--- What is asked ---
Rewrite the listing below with every occurrence of "whereabouts" replaced by "location", keeping all other text the same.

++++ Input data

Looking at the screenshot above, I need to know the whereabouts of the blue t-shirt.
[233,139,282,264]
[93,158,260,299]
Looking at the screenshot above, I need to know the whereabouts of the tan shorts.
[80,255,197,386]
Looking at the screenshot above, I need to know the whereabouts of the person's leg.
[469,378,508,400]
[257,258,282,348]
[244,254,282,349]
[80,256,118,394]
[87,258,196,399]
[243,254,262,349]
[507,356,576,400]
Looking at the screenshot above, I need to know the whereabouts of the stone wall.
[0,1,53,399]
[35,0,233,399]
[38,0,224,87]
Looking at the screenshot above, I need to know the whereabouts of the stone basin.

++++++++

--- Response to this task ---
Looking at the screenshot above, I need to know the location of the blue t-shirt.
[233,139,282,264]
[93,158,260,299]
Looking at the screenshot above, I need to know the location of the tan shorts.
[80,255,197,386]
Looking at the screenshot above, I need to know the location of the person's leg.
[469,378,508,400]
[257,258,282,348]
[244,254,282,349]
[80,256,118,394]
[87,258,196,399]
[243,254,262,349]
[507,356,576,400]
Looking at the screenshot above, I need to know the location of the stone wall.
[0,1,53,399]
[35,0,233,399]
[38,0,224,87]
Looking at the screenshot above, I need to know the location of the stone basin.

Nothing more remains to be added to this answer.